* _Quoted passage_
— start —

How Caching Boosted Performance for a Top Air Quality Monitoring Company

Panth PatelPanth Patel
13 min read

What does your usual caching strategy look like? Maybe something like this:

async function getUser(userId) {
    const cacheResult = await cache.get(`USERS:${userId}`);
    if (cacheResult !== null) return JSON.parse(cacheResult);
    const result = await (...) // do some db call
    await cache.set(`USERS:${userId}`, JSON.stringify(result), "exp", 3600 * 24);
    return result;
}

So, how would you clear the cache? Because when a user updates their profile name, the changes don't seem to show up immediately.

async function updateUser(userId, data) {
    await (...) // do some db calls
    await cache.del(`USERS:${userId}`);
}
async function deleteUser(userId) {
    await (...) // do some db calls
    await cache.del(`USERS:${userId}`);
}

So, you think you've nailed caching, huh? But have you really? Let's break it down:

  1. Why is the cache invalidation code stuck in updateUser and deleteUser? It's super easy to overlook, especially when you create a new function like updateUserForSomeNewTask.

  2. What if updating or deleting a user also affects other stuff, like the user's organization or module expiry? If you're caching all that too, you'll need to handle invalidation for everything. Who can keep track of all that?

  3. Even with a simple cache get, you have to add two layers of code—one before and one after your implementation—to check if the cache exists and then set it. It's a bug waiting to happen.

  4. What if you change the output schema for getUser? You either change the key prefix from USERS: to USERS_V2: or flush the USERS: cache. Who's going to remember that?

  5. The big one: what if a user is updated from another service? Like someone directly edits the database, or it happens through a different backend, admin backend, or background workers? You'll be stuck with a caching bug for 24 hours, wasting time debugging.

  6. And what about when you want to create a function like getUsers(userIds)? If you think that's easy, try making caching logic for getModulesForUser(userId, moduleIds) where moduleIds = undefined to get all modules.

— end —

* _Given instruction A_
According to the caching article, why is it a problem that the cache invalidation code sits inside updateUser and deleteUser?

* _Material for this task_
— start —

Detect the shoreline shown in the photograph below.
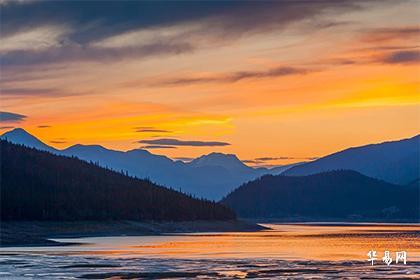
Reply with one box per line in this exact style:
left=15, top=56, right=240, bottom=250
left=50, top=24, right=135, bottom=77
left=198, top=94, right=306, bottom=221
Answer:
left=0, top=220, right=268, bottom=248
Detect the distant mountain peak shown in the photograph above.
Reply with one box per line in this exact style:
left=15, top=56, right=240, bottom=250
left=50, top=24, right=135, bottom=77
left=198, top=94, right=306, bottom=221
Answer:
left=0, top=128, right=57, bottom=153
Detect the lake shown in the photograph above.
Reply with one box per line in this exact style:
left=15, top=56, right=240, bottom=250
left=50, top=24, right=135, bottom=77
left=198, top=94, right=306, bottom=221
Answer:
left=0, top=224, right=420, bottom=279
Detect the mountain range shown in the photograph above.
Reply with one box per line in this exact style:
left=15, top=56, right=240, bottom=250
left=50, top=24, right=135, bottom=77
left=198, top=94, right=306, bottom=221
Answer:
left=0, top=128, right=420, bottom=200
left=222, top=170, right=420, bottom=222
left=0, top=128, right=294, bottom=200
left=0, top=140, right=235, bottom=221
left=284, top=135, right=420, bottom=185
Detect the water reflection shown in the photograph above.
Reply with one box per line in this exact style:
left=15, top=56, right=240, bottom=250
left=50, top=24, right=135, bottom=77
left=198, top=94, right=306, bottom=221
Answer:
left=0, top=224, right=420, bottom=279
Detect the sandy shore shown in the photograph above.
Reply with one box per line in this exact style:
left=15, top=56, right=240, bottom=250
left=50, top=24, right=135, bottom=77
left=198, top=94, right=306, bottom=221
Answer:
left=0, top=220, right=265, bottom=247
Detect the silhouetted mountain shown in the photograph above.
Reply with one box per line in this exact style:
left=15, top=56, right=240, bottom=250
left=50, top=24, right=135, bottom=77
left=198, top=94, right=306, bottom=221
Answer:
left=284, top=135, right=420, bottom=185
left=0, top=128, right=58, bottom=153
left=222, top=170, right=420, bottom=221
left=2, top=129, right=292, bottom=200
left=0, top=140, right=235, bottom=221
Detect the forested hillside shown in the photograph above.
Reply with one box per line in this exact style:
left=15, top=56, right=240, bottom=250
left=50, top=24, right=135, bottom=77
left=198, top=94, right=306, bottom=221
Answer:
left=0, top=140, right=235, bottom=221
left=222, top=170, right=420, bottom=221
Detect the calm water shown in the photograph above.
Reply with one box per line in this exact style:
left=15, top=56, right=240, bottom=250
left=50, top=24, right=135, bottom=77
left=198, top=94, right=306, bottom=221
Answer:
left=0, top=224, right=420, bottom=279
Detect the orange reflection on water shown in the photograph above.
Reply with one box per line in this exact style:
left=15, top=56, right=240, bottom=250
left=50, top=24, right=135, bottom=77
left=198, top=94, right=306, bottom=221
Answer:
left=2, top=224, right=420, bottom=262
left=46, top=224, right=420, bottom=261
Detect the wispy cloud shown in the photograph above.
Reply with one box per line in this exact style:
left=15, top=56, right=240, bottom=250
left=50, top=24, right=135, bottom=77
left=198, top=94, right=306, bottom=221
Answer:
left=173, top=157, right=194, bottom=162
left=0, top=112, right=27, bottom=122
left=50, top=140, right=67, bottom=144
left=242, top=156, right=318, bottom=165
left=135, top=127, right=172, bottom=133
left=362, top=26, right=420, bottom=44
left=139, top=138, right=230, bottom=147
left=0, top=0, right=374, bottom=65
left=379, top=50, right=420, bottom=64
left=0, top=125, right=15, bottom=129
left=141, top=145, right=176, bottom=150
left=149, top=67, right=313, bottom=86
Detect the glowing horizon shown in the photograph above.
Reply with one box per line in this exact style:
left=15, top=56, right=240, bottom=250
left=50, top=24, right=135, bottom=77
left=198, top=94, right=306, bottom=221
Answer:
left=0, top=1, right=420, bottom=165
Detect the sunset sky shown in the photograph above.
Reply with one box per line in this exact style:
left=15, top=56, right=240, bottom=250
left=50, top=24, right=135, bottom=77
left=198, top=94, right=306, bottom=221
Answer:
left=0, top=0, right=420, bottom=165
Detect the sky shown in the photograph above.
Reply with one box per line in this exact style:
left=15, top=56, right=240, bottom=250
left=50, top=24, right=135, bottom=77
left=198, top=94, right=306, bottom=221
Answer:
left=0, top=0, right=420, bottom=166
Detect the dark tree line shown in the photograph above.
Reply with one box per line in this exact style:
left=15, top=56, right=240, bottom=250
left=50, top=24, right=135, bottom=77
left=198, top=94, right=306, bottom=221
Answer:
left=222, top=168, right=420, bottom=222
left=0, top=140, right=235, bottom=221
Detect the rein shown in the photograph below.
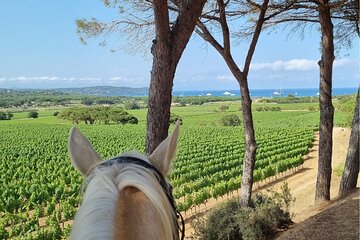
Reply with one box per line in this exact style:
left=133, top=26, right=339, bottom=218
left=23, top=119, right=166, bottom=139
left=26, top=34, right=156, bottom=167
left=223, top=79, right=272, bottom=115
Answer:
left=98, top=156, right=185, bottom=240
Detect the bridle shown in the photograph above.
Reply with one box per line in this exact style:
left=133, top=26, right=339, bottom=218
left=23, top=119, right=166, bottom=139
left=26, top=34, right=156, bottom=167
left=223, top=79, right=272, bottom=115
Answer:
left=98, top=156, right=185, bottom=240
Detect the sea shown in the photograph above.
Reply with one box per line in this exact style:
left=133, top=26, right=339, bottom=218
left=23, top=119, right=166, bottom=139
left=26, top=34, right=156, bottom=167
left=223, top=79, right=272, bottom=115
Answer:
left=173, top=88, right=357, bottom=98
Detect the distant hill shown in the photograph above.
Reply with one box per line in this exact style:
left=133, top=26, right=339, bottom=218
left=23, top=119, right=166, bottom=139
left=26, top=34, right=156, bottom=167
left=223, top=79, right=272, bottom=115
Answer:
left=0, top=86, right=149, bottom=96
left=54, top=86, right=149, bottom=96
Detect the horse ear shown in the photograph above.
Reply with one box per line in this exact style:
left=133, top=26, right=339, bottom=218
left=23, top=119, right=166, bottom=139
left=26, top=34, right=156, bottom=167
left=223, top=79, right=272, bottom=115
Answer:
left=149, top=121, right=180, bottom=176
left=68, top=127, right=101, bottom=176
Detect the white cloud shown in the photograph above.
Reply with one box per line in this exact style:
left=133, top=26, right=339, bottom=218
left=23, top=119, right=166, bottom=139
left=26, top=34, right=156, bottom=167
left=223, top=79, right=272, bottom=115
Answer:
left=216, top=75, right=236, bottom=82
left=250, top=58, right=351, bottom=71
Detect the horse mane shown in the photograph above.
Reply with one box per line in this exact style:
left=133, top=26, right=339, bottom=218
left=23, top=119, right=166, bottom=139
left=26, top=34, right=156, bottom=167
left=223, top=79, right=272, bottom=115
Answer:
left=70, top=152, right=178, bottom=240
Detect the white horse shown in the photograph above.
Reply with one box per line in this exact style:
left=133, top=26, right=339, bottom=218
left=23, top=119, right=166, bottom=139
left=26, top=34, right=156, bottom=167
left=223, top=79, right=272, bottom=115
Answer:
left=69, top=123, right=183, bottom=240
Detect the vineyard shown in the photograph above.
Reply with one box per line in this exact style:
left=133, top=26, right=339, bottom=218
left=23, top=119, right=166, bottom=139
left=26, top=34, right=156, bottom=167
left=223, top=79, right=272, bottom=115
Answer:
left=0, top=105, right=319, bottom=239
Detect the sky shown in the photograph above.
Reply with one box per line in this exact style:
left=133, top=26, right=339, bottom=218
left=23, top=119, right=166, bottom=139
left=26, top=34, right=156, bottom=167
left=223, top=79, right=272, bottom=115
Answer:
left=0, top=0, right=360, bottom=91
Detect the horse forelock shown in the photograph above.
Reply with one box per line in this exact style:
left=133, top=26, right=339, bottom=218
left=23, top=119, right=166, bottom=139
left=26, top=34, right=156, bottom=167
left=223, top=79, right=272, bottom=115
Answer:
left=70, top=152, right=177, bottom=239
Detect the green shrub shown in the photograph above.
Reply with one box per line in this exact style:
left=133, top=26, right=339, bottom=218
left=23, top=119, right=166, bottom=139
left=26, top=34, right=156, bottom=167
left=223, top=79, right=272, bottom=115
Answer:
left=192, top=184, right=295, bottom=240
left=220, top=104, right=229, bottom=112
left=221, top=114, right=241, bottom=127
left=28, top=111, right=39, bottom=118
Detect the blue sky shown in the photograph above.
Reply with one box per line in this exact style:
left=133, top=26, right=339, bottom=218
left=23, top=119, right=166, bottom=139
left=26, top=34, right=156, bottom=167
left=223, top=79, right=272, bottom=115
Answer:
left=0, top=0, right=360, bottom=90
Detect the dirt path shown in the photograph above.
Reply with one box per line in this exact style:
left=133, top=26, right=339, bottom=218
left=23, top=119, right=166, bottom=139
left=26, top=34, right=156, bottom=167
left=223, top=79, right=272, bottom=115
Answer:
left=185, top=128, right=360, bottom=236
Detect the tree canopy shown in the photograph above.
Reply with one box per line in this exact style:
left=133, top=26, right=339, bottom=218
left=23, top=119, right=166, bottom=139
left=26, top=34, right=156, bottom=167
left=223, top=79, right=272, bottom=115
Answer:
left=57, top=106, right=138, bottom=124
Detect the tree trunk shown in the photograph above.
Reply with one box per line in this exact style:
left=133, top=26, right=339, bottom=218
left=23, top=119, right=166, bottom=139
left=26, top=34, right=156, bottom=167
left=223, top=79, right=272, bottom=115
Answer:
left=315, top=0, right=334, bottom=202
left=145, top=0, right=206, bottom=154
left=339, top=87, right=360, bottom=198
left=239, top=76, right=257, bottom=207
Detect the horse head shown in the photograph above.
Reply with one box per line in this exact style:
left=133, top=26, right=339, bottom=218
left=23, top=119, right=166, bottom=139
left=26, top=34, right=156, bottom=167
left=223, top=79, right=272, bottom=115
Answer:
left=68, top=123, right=180, bottom=240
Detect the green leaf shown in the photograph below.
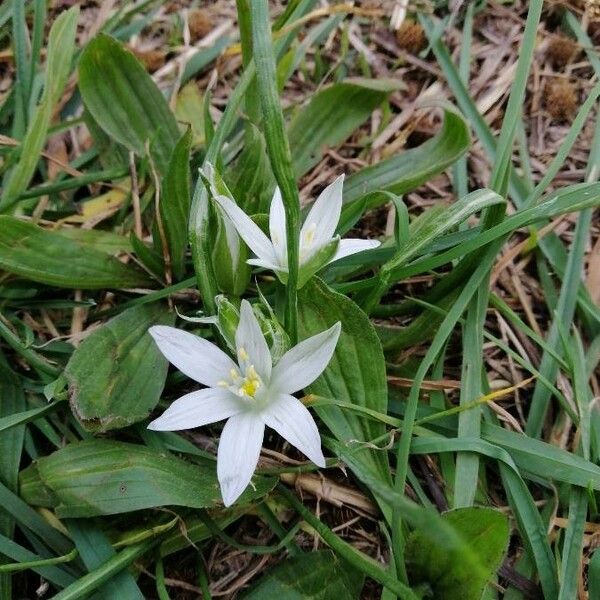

— end —

* _Given instruction B_
Rewrite everything in the entries from the line containing "Detect the white cloud" down to the line containing "left=250, top=58, right=351, bottom=71", requests included. Offset every coordinate in the answer boxes by -127.

* _Reply A_
Placing the invalidation code inside those functions makes it easy to overlook. This is especially true when someone writes a new function such as updateUserForSomeNewTask.

* _Reply B_
Detect the white cloud shown in the photograph above.
Reply with one box per line in this exact style:
left=133, top=26, right=339, bottom=218
left=23, top=119, right=166, bottom=139
left=26, top=34, right=156, bottom=167
left=223, top=79, right=272, bottom=115
Answer:
left=89, top=-52, right=109, bottom=-45
left=123, top=-69, right=224, bottom=-56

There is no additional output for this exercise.